## [Source]
David M. Bueker wrote:Tying last month's Wine Focus to this month's review of Alsace, mega-Rhone producer Chapoutier is venturing into Alsace. See the story here.


Thanks for posting this, David.

I have some misgivings about this venture and detect a certain arrogance in Michel Chapoutier's reported words as if he thinks that he is coming to teach the Alsatians to make the best of their terroirs (a bit like some of the Mondavis' communiqués at the time of their ill-fated venture in Languedoc). Here is an extract of the article.

Speaking at the tasting in London on Tuesday this week, he said: “There is a position for Sylvaner and we have to defend that,” adding: “I have been very impressed by some of the Franken wines and Sylvaner is a good introduction to Alsace.”

As for the absence of residual sugar in his new range of seven labels from the 2009 vintage (see below), he said that the Alsace climate is suitable for the production of dry wines and that it would always struggle to compete with Germany for sweet Rieslings. “We are not boxing in the same division,” he said, stressing Germany’s supremacy.

## [Data]
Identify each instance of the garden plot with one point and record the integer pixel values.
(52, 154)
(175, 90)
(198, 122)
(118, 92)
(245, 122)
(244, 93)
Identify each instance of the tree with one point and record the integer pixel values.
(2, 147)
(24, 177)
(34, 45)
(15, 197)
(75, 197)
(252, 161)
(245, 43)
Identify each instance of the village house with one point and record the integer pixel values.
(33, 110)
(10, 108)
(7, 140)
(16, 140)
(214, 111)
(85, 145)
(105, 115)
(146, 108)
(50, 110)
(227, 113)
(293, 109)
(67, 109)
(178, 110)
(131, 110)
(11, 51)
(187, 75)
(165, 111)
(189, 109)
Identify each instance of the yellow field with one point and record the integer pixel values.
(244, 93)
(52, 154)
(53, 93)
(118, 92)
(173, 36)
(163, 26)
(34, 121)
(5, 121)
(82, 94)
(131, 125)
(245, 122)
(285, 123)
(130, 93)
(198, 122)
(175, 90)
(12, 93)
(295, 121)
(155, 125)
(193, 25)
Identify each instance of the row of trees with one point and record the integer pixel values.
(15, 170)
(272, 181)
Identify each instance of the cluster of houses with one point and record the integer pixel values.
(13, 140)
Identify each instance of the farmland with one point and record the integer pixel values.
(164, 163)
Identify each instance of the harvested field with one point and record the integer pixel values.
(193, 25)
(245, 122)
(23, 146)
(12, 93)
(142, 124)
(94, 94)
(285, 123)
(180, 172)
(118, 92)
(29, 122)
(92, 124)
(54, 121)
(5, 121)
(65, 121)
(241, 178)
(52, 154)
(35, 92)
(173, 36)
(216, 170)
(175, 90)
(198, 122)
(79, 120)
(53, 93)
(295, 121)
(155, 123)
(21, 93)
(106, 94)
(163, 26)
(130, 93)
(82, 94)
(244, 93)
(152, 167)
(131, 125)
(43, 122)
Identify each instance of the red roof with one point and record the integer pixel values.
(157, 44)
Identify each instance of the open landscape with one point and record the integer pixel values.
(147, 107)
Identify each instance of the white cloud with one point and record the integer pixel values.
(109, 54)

## [What is asked]
1 - In the post about Chapoutier's move into Alsace, which vintage are his seven new labels from?
2 - Carry on the post about Chapoutier in Alsace from its last sentence.
The entries are separate material, unrelated to the post about Chapoutier in Alsace.

## [Answers by task]
1 - 2009

2 -
All his wines have, however, undergone a 100% malolactic conversion because, he said, “lactic acid is more stable”, and “we wanted wines with a lower level of acidity that we don’t have to hide with residual sugar.”


Comments:

- AFAIK Alsace has always been a producer of Sylvaner, some of which is very good.
- I wonder how many VTs and SGNs Chapoutier has actually tasted. I don't find that those from, for example, CSH which I have tasted inferior to the best German efforts, only different.
- Still I am pleased that he will be concentrating on making dry wines but I wonder if he is making the right call in subjecting all the wines to malolactic conversion. Trimbach's policy is the reverse and no doubt contributes to the superbly bright focus of their best wines.

PS I note that he will be offering Riesling from GC Kastelberg. I shall post later today on one from Marc Kreydenweiss.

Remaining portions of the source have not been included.